▶ **EXTRACT PROVIDED**:
---+---

A year after Massoud’s death, John Burns wrote in the New York Times:

As Americans prepare to mark the Sept. 11 anniversary, with many still struggling to come to terms with the cataclysm of that day, Afghans are passing through their own harrowing remembrance, of an attack that was overshadowed for the rest of the world by what happened two days later in the United States. Only four men died on Sept. 9 — the 49-year-old Mr. Massoud, an aide and the assassins — but there has been little healing of the wounds the killers inflicted on the hearts and the hopes of millions of his countrymen.

Ask Afghans who knew Mr. Massoud what it was about him that inspires such grief, and they struggle. Like [Fahim] Dashti [who was with Massoud at the time of his assassination], they talk of his skills as the guerrilla commander who astonished Soviet generals he outfought during the occupation of the 1980’s, or of his years holding out against the Taliban, when almost all other guerrilla leaders had joined the Taliban or fled abroad.

They speak of Mr. Massoud’s directness, his lack of pretense or false piety, his modesty, the look of somber intensity that rarely left his face. But usually, they give up, as people do when they try to define charisma. Mr. Dashti, the editor, resorted, in the end, to the simplest words. “We loved him,” he said. “We loved him more than we loved our own mothers and fathers. He embodied everything we loved about Afghanistan.”

---+---

▶ **EXTRACTED MATERIAL**:

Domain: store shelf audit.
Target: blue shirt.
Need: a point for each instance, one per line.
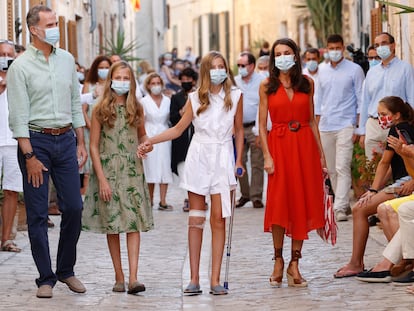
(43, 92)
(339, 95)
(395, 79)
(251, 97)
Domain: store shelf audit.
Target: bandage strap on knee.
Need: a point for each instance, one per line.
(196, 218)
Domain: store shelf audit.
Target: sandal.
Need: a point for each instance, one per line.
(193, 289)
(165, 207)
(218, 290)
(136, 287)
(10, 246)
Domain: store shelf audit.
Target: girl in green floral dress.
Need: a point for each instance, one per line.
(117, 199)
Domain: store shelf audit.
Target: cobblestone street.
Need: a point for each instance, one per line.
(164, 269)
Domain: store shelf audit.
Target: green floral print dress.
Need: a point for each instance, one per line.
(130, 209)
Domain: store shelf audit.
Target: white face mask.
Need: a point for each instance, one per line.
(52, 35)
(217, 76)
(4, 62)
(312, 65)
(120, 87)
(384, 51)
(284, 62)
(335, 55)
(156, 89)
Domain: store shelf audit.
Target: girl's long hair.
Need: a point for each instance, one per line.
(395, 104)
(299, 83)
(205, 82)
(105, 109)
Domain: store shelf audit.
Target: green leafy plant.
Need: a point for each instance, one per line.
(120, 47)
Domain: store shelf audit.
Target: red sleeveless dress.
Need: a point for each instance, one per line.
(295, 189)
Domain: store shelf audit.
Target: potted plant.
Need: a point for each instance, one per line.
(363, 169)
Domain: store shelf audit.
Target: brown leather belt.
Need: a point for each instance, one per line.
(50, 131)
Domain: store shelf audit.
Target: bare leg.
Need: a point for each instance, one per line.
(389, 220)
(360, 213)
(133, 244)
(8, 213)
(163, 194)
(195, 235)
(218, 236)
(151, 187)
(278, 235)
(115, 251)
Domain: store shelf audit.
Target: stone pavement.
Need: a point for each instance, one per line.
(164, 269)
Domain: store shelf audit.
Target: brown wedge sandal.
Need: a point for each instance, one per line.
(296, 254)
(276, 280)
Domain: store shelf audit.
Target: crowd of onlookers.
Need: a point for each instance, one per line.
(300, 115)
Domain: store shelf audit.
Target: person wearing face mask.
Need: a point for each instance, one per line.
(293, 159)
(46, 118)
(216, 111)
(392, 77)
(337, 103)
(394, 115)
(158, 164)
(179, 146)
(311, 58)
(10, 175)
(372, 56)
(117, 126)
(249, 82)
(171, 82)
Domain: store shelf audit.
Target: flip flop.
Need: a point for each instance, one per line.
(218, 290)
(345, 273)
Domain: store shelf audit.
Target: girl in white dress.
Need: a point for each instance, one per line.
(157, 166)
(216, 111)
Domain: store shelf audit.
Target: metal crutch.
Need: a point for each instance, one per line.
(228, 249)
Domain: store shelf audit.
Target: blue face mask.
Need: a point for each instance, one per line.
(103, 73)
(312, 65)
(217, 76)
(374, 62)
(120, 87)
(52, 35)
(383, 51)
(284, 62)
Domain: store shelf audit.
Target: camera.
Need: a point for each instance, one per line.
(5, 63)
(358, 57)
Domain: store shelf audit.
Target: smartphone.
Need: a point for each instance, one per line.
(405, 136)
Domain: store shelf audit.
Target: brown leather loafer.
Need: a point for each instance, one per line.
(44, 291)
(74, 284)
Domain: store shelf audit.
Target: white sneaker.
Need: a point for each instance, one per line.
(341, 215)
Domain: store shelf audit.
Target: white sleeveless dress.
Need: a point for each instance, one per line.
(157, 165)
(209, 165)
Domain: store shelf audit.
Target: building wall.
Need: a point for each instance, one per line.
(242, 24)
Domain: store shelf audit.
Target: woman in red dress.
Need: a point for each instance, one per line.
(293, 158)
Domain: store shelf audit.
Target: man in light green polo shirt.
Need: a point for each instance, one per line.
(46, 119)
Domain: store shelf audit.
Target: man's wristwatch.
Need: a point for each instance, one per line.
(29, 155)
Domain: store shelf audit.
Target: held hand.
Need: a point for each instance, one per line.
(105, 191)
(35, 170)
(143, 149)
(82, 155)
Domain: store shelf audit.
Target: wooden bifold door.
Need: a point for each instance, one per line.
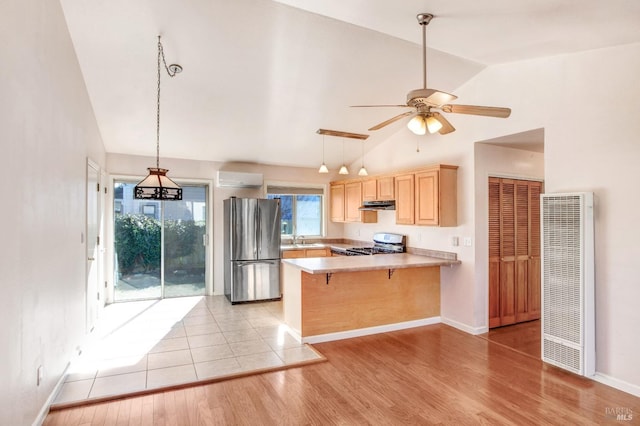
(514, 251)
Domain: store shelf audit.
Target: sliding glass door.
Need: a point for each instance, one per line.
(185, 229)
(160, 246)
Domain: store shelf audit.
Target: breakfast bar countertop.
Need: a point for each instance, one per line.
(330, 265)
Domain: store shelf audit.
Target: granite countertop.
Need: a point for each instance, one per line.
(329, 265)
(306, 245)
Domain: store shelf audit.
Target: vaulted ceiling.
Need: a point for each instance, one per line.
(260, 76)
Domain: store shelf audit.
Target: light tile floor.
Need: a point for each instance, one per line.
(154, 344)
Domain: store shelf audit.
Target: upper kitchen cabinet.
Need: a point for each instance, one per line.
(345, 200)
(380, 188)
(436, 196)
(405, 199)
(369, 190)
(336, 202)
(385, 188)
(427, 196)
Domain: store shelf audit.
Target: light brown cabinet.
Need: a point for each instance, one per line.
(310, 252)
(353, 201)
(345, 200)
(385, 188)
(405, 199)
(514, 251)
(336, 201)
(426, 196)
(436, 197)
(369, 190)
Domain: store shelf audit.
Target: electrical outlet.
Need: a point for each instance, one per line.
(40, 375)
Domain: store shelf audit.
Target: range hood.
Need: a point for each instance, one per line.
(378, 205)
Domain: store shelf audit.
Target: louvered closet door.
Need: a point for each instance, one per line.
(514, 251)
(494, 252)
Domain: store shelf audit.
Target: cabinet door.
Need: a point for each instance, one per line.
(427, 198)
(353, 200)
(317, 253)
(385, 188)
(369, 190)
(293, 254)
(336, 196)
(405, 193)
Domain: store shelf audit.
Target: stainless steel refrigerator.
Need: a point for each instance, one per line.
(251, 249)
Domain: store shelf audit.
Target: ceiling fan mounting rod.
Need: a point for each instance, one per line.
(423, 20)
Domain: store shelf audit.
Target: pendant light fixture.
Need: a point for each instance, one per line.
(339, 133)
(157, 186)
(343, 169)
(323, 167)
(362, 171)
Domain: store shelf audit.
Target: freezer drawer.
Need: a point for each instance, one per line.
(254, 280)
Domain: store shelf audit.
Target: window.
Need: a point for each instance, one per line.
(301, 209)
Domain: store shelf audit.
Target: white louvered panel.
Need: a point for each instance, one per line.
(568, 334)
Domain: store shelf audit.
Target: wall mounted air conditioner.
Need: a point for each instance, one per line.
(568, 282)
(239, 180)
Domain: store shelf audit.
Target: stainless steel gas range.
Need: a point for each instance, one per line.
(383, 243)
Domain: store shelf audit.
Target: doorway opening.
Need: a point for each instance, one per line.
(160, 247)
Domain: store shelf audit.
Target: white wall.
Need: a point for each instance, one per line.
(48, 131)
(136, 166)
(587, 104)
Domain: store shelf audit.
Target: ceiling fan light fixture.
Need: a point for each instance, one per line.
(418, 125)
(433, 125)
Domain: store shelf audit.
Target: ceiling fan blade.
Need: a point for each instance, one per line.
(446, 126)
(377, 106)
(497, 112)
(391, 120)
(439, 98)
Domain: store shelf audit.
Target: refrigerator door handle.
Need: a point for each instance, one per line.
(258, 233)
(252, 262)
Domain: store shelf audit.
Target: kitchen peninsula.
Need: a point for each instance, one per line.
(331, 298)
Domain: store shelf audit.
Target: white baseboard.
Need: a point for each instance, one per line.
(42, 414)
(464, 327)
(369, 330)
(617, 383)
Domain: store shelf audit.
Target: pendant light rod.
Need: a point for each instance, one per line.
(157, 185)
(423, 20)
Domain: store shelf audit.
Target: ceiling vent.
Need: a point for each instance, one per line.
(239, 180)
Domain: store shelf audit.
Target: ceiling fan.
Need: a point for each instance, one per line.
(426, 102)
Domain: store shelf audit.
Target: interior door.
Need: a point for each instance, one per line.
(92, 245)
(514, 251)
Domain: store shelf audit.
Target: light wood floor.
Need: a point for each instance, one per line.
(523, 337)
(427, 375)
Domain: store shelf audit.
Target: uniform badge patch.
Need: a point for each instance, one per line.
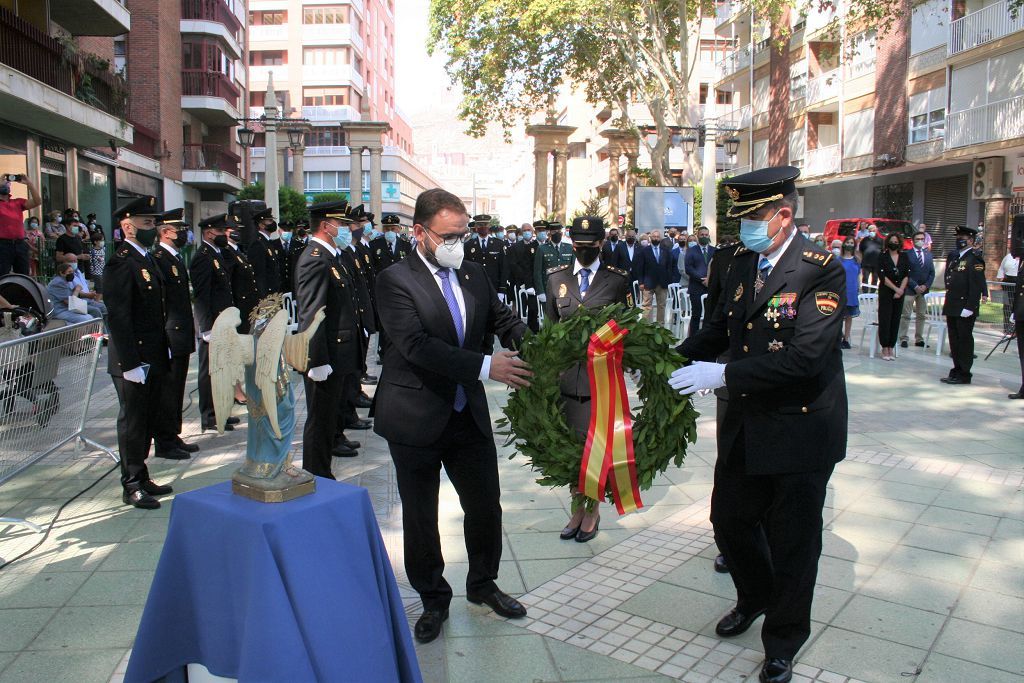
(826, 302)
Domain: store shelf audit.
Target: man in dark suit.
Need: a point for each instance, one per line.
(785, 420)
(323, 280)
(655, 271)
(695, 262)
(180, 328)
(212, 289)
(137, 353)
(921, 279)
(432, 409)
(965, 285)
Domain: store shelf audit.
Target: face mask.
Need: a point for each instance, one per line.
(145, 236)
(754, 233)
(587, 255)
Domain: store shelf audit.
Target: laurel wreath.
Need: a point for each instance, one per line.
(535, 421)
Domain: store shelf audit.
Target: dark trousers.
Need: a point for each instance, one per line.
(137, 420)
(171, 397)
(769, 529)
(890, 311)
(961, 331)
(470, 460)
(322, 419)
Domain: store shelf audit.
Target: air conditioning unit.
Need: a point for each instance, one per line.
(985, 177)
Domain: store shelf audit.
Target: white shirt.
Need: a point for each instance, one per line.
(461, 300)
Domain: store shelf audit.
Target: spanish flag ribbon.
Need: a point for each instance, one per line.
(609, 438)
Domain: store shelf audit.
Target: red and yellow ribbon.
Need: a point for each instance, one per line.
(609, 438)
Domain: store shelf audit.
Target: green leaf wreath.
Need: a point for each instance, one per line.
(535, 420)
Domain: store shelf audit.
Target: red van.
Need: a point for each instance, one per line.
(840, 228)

---+---

▶ **REQUIRED ACTION**: In the passage about Massoud's death, how old was Massoud when he died on Sept. 9?

▶ **WRITTEN SOLUTION**: He was 49 years old.